#### TASK TO CARRY OUT:
Identify each line in the items below that contains the word "player", and copy those lines.
* start DATA SUPPLIED *
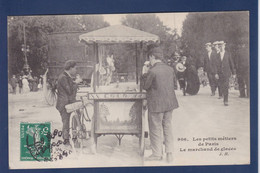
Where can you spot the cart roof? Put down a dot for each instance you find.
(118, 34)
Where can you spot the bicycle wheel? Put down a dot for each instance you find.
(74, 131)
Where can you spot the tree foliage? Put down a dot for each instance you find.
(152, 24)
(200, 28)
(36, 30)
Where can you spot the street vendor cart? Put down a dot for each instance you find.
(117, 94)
* end DATA SUPPLIED *
* start DATA SUPPLIED *
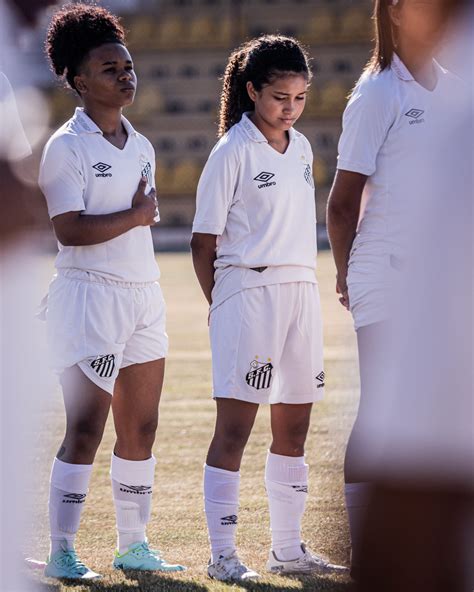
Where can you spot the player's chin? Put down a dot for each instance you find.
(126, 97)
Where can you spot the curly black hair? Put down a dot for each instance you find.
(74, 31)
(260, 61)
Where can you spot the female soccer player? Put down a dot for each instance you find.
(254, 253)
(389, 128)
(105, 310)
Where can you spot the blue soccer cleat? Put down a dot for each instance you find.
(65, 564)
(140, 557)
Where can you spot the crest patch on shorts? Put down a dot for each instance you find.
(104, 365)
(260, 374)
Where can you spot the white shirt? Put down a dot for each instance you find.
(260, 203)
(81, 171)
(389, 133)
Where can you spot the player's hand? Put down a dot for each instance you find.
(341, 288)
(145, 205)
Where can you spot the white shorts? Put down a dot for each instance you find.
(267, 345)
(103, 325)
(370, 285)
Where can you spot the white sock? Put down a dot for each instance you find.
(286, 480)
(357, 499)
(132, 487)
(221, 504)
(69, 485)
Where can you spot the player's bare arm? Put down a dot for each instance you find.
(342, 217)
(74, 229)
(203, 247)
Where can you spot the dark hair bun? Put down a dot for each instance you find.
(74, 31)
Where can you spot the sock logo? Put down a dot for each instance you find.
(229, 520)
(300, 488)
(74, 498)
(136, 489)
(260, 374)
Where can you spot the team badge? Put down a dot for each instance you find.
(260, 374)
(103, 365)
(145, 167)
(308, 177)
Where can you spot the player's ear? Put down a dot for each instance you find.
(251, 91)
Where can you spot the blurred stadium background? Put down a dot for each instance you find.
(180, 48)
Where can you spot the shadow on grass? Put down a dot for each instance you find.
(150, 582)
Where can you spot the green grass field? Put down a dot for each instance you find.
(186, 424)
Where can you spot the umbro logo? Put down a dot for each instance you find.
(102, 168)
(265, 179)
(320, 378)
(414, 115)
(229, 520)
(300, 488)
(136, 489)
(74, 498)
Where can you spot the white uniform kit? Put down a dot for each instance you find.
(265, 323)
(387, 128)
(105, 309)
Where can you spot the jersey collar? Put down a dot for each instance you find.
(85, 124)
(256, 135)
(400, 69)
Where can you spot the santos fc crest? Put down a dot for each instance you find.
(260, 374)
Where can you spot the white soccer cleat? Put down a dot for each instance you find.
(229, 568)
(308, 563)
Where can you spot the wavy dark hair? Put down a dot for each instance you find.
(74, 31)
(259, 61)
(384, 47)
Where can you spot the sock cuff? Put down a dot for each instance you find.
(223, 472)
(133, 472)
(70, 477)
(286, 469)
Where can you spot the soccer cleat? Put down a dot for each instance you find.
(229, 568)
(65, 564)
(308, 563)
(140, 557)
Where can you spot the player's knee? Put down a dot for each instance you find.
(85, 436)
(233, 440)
* end DATA SUPPLIED *
#### COMPLETED TASK:
Where can you spot the player's chin? Put down a dot for each instance you find.
Where can you spot the female soccer player? Put down a dot for each instance you find.
Where can you spot the player's hand? Put down a dot for each instance you find.
Where can you spot the player's bare arm? Put down a dot for each instance you find.
Where can you spot the player's ear? Put down a dot for each instance you find.
Where can you spot the player's knee? Put down a dot for each instance you find.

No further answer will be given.